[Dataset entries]
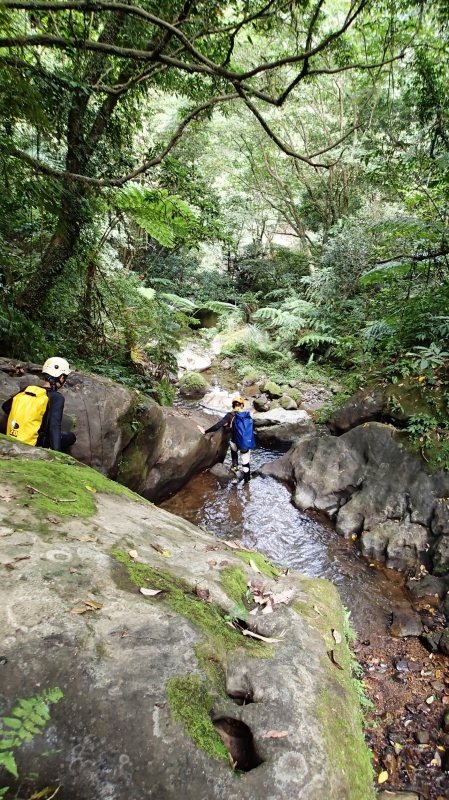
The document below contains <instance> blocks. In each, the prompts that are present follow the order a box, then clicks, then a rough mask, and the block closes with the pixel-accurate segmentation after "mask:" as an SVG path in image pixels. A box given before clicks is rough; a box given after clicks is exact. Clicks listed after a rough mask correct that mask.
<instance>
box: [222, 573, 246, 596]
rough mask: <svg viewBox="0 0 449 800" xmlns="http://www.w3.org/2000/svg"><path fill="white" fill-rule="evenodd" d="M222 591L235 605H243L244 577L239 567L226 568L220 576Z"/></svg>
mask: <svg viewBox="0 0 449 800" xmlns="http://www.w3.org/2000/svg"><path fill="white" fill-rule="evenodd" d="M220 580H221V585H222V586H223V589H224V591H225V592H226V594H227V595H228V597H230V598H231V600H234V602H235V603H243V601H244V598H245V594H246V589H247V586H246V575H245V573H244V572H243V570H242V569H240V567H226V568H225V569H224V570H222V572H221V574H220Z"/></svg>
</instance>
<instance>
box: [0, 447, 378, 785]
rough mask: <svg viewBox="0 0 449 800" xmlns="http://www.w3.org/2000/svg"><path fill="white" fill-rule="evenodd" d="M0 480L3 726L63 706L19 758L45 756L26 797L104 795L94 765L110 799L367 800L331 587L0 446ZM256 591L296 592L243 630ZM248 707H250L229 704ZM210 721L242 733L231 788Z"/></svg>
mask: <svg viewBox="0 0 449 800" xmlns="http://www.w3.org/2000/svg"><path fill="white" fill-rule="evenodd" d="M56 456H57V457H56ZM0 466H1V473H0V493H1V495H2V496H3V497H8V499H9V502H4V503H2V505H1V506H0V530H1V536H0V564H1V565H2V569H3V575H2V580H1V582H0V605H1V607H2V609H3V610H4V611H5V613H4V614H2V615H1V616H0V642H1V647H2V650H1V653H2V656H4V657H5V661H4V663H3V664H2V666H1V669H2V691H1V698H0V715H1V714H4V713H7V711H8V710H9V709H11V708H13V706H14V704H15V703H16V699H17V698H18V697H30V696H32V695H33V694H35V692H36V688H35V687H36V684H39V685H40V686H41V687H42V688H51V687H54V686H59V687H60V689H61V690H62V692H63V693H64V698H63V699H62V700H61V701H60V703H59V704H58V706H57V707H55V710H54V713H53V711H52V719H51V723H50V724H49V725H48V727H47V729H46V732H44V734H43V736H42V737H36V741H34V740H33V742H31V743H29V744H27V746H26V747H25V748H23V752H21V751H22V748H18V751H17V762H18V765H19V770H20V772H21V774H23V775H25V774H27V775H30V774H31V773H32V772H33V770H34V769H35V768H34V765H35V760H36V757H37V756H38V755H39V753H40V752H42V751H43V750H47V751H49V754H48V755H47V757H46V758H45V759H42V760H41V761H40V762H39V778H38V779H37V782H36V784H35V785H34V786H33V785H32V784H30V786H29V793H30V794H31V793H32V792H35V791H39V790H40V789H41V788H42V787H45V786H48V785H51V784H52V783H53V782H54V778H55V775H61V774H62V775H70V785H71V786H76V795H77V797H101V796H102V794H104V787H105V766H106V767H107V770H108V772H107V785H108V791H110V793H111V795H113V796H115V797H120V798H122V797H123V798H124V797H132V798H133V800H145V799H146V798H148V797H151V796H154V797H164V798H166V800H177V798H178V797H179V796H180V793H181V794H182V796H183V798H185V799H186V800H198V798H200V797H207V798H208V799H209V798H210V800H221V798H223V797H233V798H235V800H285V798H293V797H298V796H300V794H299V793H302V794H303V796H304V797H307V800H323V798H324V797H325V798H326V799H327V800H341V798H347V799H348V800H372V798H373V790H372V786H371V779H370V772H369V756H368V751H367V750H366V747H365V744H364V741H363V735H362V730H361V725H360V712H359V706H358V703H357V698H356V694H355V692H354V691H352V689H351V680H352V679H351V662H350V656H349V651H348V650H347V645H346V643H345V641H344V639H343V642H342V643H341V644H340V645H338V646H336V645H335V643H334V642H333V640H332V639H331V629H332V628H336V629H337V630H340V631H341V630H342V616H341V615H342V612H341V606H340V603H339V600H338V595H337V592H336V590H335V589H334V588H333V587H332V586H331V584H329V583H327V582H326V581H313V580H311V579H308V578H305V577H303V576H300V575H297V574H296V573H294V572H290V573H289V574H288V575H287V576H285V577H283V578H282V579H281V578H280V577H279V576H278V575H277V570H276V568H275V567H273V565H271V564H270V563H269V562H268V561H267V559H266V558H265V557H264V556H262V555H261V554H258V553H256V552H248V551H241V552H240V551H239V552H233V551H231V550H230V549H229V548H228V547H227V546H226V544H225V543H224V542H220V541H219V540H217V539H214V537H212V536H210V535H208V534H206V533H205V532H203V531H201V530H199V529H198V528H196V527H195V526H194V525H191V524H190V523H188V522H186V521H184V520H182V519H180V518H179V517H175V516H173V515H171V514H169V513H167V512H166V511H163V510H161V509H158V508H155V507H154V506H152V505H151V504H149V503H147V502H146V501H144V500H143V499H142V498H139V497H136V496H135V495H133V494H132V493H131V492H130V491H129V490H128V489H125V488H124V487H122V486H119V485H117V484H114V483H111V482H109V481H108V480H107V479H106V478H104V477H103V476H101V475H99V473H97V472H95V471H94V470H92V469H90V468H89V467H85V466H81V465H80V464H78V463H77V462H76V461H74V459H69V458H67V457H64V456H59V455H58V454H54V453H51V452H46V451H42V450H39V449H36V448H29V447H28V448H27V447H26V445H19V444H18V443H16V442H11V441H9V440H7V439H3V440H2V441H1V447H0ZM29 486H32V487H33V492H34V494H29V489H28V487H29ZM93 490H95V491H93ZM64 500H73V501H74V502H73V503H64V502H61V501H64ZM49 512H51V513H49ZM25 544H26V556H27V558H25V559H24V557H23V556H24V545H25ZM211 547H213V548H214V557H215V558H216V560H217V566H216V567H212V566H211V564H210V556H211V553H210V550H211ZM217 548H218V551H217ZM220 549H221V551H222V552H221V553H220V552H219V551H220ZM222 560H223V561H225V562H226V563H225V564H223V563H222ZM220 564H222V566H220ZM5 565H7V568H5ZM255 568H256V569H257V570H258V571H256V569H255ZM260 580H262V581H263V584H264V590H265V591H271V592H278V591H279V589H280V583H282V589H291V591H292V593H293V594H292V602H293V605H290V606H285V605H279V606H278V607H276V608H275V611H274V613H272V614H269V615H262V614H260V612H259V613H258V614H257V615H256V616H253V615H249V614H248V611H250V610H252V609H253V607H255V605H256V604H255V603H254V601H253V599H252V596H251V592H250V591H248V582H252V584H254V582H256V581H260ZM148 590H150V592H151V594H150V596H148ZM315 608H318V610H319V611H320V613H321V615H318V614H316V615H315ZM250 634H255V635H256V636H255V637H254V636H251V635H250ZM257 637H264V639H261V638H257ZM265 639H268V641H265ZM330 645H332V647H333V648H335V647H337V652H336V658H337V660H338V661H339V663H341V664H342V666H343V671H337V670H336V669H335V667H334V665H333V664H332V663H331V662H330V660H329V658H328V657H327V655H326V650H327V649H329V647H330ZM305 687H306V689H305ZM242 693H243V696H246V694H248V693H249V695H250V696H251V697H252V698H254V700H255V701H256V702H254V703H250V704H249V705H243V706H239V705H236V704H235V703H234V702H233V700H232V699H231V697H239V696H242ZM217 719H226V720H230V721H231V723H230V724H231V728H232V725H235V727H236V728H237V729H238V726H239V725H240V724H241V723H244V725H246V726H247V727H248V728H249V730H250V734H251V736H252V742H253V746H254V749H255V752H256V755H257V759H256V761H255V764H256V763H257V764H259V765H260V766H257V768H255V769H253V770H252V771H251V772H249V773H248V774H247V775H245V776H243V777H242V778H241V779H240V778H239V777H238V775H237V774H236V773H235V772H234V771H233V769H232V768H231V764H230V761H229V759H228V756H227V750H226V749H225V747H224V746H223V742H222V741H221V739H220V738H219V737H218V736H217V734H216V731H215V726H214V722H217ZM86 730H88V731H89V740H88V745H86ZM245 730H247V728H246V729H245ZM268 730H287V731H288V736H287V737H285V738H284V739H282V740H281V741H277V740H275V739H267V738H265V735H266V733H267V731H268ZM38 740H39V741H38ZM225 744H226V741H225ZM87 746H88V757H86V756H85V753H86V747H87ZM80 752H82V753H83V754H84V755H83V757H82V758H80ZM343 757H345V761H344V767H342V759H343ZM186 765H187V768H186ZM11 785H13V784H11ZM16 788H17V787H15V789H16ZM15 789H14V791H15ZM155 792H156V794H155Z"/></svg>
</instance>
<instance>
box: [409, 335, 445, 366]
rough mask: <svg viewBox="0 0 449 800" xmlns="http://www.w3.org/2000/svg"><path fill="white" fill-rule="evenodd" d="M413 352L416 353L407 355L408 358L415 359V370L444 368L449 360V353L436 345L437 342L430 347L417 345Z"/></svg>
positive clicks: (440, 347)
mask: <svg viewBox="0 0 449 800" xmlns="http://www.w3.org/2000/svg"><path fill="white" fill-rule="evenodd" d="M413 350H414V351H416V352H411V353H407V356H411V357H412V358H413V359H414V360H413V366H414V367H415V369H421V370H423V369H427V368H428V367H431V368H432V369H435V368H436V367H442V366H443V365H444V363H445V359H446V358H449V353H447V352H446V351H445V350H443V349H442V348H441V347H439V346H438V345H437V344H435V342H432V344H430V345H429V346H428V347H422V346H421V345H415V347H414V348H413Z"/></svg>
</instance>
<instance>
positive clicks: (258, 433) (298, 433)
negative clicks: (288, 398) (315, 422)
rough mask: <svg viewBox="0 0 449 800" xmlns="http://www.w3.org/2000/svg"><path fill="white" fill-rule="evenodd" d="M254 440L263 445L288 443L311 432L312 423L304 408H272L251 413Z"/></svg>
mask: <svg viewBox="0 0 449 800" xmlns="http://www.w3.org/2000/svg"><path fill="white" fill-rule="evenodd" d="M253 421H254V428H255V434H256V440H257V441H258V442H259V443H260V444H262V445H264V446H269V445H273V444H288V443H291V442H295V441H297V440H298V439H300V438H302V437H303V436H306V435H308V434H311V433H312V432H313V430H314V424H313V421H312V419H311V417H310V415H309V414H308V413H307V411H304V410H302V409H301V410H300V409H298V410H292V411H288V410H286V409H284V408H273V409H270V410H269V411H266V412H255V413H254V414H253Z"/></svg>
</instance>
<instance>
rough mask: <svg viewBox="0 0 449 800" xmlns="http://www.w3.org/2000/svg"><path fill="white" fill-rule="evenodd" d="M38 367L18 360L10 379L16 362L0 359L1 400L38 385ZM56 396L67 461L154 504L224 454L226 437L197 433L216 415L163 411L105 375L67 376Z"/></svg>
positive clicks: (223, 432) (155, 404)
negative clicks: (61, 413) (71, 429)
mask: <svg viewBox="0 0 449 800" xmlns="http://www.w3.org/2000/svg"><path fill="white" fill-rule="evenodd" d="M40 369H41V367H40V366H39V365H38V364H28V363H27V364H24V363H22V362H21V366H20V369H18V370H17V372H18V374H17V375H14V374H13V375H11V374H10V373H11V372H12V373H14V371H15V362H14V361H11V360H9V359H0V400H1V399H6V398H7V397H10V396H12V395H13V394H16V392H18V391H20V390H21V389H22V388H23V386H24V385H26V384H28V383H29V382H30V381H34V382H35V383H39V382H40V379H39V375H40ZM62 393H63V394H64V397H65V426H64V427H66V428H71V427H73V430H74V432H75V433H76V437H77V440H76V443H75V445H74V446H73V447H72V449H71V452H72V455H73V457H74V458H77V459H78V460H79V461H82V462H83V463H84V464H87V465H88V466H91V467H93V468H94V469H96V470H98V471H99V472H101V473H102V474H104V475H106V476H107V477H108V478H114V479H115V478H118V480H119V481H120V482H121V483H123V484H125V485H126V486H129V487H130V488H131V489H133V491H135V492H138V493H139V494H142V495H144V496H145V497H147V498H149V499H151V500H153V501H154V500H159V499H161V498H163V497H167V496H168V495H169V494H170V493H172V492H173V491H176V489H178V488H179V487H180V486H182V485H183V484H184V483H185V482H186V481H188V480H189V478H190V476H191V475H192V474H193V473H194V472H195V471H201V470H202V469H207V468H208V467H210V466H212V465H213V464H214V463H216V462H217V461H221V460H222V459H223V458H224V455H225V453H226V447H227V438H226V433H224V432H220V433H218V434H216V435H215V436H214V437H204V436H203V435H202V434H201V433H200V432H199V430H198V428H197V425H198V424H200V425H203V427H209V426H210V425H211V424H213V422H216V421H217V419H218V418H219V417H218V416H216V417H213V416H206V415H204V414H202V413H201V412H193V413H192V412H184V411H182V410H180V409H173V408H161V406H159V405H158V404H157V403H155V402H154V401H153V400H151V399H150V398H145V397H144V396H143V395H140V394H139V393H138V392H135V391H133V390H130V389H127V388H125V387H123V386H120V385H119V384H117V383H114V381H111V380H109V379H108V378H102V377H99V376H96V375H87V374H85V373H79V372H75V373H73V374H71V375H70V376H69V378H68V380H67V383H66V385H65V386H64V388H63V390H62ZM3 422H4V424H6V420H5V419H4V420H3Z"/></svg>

### What needs to be done
How many lines in the rows above contain the string "positive"? Give only the number.

### Answer to the problem
3